** What this task involves **
Copy out the data from its first line through the line containing "(1230, 425)", inclusive, leaving everything unchanged except the answer coordinates. Shift each coordinate by adding 50 to both of its numbers.

Records in a dataset:
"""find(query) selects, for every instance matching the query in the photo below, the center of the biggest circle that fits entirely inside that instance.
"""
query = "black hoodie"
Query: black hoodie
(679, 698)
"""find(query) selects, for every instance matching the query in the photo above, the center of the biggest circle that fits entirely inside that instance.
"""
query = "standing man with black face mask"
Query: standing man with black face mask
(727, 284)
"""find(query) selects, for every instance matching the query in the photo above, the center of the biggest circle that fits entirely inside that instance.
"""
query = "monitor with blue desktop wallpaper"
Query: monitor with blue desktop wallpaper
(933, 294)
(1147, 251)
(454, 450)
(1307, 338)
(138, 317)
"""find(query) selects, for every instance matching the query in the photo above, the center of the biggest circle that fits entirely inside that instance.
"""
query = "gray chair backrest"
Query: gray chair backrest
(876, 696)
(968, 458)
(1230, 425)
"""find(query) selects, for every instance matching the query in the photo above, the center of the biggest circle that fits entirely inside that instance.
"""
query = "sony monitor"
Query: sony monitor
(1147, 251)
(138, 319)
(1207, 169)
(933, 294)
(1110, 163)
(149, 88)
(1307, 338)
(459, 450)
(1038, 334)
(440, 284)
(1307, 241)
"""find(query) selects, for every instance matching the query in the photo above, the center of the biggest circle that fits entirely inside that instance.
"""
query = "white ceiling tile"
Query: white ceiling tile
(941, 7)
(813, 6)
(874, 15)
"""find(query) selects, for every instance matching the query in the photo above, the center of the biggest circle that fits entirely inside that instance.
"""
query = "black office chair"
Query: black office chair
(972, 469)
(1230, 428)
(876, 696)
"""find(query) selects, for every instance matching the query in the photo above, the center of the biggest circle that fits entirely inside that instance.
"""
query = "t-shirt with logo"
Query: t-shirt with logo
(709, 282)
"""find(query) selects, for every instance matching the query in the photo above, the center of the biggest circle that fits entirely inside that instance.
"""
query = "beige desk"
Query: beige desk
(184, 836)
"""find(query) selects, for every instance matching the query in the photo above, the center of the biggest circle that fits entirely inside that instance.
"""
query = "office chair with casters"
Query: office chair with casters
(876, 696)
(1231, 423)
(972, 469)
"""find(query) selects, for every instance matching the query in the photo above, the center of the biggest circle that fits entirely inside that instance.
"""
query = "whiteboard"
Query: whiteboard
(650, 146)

** Problem solution **
"""find(query) selects, for every instance matching the query in the photo below, the center of the biggest circle that fits entirely inside that instance.
"""
query = "black hoodie"
Query: black hoodie
(729, 748)
"""find(query) selects, for every instance matching the query in the photo above, the center of the biggest circle that fits entirely inside that instance.
"""
query = "standing man with black face mask"
Query: standing man with black face mask
(777, 334)
"""find(query) selects, for every instance matching the query in the photo above, the center of the biggest circle that fits entirely inside that instance.
"""
query = "monitor with blue desktop wallpaper"
Query: monitor with blue desktop wallpaper
(983, 344)
(1197, 301)
(504, 500)
(1357, 388)
(188, 367)
"""find(query) selects, for every instance matching the query in the photo above, the center of the biggest circle that fits entirely inside that instance.
"""
query = "gray chair backrest"
Query: gray chair backrest
(926, 746)
(1018, 508)
(1280, 475)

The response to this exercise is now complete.